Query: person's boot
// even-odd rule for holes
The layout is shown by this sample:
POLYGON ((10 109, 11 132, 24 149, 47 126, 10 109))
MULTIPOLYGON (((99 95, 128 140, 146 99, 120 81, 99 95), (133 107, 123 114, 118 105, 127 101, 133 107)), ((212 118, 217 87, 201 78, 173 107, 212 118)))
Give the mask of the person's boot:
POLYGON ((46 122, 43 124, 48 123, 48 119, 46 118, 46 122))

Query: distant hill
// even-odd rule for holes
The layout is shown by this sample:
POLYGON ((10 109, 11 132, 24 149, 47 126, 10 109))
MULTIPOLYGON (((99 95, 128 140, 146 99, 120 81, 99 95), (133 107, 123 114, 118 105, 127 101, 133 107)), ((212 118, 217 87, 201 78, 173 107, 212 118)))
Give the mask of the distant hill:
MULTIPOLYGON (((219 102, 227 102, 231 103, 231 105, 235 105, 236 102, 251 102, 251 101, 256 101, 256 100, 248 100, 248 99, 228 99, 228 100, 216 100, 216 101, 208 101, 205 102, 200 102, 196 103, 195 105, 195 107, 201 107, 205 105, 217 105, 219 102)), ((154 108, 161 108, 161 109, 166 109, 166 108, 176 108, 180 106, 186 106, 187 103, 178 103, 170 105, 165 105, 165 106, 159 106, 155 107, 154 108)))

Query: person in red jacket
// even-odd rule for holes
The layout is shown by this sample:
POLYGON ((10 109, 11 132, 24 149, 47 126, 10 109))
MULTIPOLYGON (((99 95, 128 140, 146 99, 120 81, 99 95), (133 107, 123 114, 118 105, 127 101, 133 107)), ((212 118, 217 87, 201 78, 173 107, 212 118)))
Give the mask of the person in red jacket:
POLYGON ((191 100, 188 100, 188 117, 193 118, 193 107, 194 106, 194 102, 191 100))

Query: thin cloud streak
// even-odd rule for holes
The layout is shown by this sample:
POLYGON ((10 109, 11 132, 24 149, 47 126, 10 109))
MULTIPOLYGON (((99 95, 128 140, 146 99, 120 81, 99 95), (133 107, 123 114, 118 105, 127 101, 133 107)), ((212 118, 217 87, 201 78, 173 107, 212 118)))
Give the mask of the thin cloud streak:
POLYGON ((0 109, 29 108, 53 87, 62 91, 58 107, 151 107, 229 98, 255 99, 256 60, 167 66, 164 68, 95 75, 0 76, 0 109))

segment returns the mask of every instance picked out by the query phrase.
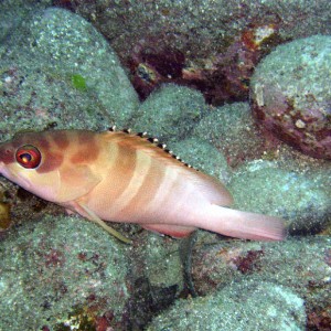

* * *

TASK REQUIREMENTS: Reproduce the records word for word, from their first line through the line containing "POLYGON ((46 122, 43", inclusive.

RESPONSE:
Query: person's boot
// even-odd rule for holes
The layout is shown by this sample:
POLYGON ((10 109, 11 132, 24 149, 47 126, 10 109))
MULTIPOLYGON (((99 95, 128 140, 146 99, 120 81, 99 95), (133 107, 123 114, 118 105, 127 101, 133 107)), ((212 118, 217 87, 201 78, 173 107, 212 118)))
Give the mask of the person's boot:
POLYGON ((46 122, 43 124, 48 123, 48 119, 46 118, 46 122))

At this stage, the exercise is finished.